→ **Exercise task**: Rewrite the material below with "vertex pairs" replaced by "point pairs" everywhere it appears, leaving everything else unchanged.
--- START Information shown ---
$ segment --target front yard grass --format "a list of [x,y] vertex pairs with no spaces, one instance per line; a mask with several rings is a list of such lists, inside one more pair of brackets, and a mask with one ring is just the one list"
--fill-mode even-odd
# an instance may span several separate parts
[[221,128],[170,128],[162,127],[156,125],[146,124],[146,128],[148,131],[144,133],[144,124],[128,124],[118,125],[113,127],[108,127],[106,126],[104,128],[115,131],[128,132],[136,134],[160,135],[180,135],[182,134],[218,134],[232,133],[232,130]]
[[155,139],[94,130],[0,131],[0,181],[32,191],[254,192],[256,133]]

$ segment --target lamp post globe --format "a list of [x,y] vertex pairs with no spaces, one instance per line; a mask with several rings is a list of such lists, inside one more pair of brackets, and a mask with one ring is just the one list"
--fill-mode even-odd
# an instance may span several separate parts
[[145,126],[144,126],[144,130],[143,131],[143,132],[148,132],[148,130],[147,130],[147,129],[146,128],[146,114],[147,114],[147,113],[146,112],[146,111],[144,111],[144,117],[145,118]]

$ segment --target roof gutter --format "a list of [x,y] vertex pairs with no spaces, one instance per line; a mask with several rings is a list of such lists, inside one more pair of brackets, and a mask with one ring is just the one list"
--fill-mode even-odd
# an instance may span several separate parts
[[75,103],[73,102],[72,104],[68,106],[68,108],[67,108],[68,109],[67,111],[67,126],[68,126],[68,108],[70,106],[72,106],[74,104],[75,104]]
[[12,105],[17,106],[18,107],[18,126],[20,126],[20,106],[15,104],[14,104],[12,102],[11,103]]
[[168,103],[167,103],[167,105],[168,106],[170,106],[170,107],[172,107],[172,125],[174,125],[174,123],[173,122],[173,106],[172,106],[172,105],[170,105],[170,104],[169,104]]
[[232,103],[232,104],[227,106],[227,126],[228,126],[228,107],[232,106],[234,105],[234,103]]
--- END Information shown ---
→ **Reply to the task**:
$ segment --target front yard grass --format "a list of [x,y] point pairs with no spaces, one instance per line; a mask with several rings is a list of such lists, inside one more pair of brackets, and a mask with one ring is just the one list"
--fill-mode even-odd
# an instance may span several separate parts
[[221,128],[170,128],[162,127],[156,125],[146,124],[146,128],[148,131],[144,133],[144,124],[128,124],[118,125],[113,127],[108,127],[106,126],[104,128],[115,131],[128,132],[136,134],[160,135],[180,135],[182,134],[218,134],[232,133],[232,130]]
[[155,139],[94,130],[0,131],[0,181],[32,191],[254,192],[256,133]]

$ segment --target lamp post globe --format "a list of [x,y] point pairs with no spaces, one instance per line; a mask with several rings is a list of such lists, inside one more pair of brackets, and a mask with one ring is just the one list"
--fill-mode even-odd
# an instance may span several separate parts
[[145,126],[144,126],[144,130],[143,131],[143,132],[148,132],[148,130],[147,130],[147,129],[146,128],[146,114],[147,114],[147,113],[146,112],[146,111],[144,111],[144,117],[145,118]]

$ segment --target roof gutter --format "a list of [x,y] point pairs with no spaces, one instance per line; a mask with several rings is a list of such lists, inside one more pair of brackets, and a mask with one ring is just the one list"
--fill-mode even-odd
# an instance may span several separate parts
[[75,103],[73,102],[72,104],[68,106],[68,108],[67,108],[68,109],[67,111],[67,126],[68,126],[68,108],[70,106],[72,106],[74,104],[75,104]]
[[12,105],[17,106],[18,107],[18,126],[20,126],[20,106],[15,104],[14,104],[12,102],[11,103]]
[[168,103],[167,103],[167,105],[168,106],[170,106],[170,107],[172,107],[172,125],[174,125],[174,123],[173,122],[173,106],[172,106],[172,105],[170,105],[170,104],[169,104]]
[[232,103],[232,104],[227,106],[227,126],[228,126],[228,107],[232,106],[234,105],[234,103]]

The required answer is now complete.